Collected data
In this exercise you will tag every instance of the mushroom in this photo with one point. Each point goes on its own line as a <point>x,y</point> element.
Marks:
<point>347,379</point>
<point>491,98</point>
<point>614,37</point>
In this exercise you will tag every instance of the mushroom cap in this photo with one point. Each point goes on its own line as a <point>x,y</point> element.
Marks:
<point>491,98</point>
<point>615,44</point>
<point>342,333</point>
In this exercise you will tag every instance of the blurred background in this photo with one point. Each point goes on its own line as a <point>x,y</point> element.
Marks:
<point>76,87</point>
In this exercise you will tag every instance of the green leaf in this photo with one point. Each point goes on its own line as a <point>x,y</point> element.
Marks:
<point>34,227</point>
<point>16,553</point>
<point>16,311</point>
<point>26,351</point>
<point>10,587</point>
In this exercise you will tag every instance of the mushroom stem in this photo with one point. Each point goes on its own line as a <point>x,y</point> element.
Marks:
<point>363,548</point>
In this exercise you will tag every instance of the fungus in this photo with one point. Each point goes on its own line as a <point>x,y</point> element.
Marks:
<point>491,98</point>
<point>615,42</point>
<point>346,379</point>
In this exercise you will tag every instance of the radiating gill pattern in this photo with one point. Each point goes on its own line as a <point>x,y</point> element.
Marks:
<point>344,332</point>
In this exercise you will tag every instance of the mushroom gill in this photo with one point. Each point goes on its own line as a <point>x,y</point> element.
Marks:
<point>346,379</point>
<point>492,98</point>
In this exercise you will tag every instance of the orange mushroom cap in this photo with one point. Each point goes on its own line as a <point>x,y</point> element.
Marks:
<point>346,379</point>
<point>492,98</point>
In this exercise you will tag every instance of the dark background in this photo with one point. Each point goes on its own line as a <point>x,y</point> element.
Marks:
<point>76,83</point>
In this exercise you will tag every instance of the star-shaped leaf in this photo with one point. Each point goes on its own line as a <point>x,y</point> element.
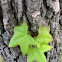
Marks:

## TASK TO COMPLETE
Where a line of the data contains "instance", copy that line.

## ANSWER SPACE
In this exercise you will tag every instance of the mushroom in this photo with one point. Each point goes on its own line as a <point>x,y</point> element.
In this exercise you will tag every instance of the mushroom cap in this photo with one point. Each point goes on its own line as a <point>x,y</point> element.
In this exercise you will tag every instance of the blurred background in this photo with one point. Each point goes on its own line as a <point>x,y</point> element.
In this exercise you will tag every instance of the green leaf in this photo with one point. Each point goes on its own line as a <point>x,y</point> element.
In this exercise you will tag every instance of the mushroom stem in this photo with one point. Each point goes on its own line as a <point>x,y</point> element.
In this exercise you will tag every instance of the fungus in this photo with one point. Each point goes on its own line as a <point>x,y</point> element.
In this exercise you will tag every instance of the radiating gill pattern in this photo with one point. Each point goes on its own line as a <point>x,y</point> element.
In this exercise you will tag every instance of the mushroom gill in this photo with one point. Each point goes on its own line as a <point>x,y</point> element.
In this exercise you will tag every instance of the orange mushroom cap in this photo with one point. Each point goes on its own line as a <point>x,y</point> element.
In this exercise you will tag every instance of the dark background in this photo with one point. Each point goes on its own line as a <point>x,y</point> element.
In this exercise you will tag every instance of the star-shaped leaf in this photo with one point. Each point goes on its own line as a <point>x,y</point> element.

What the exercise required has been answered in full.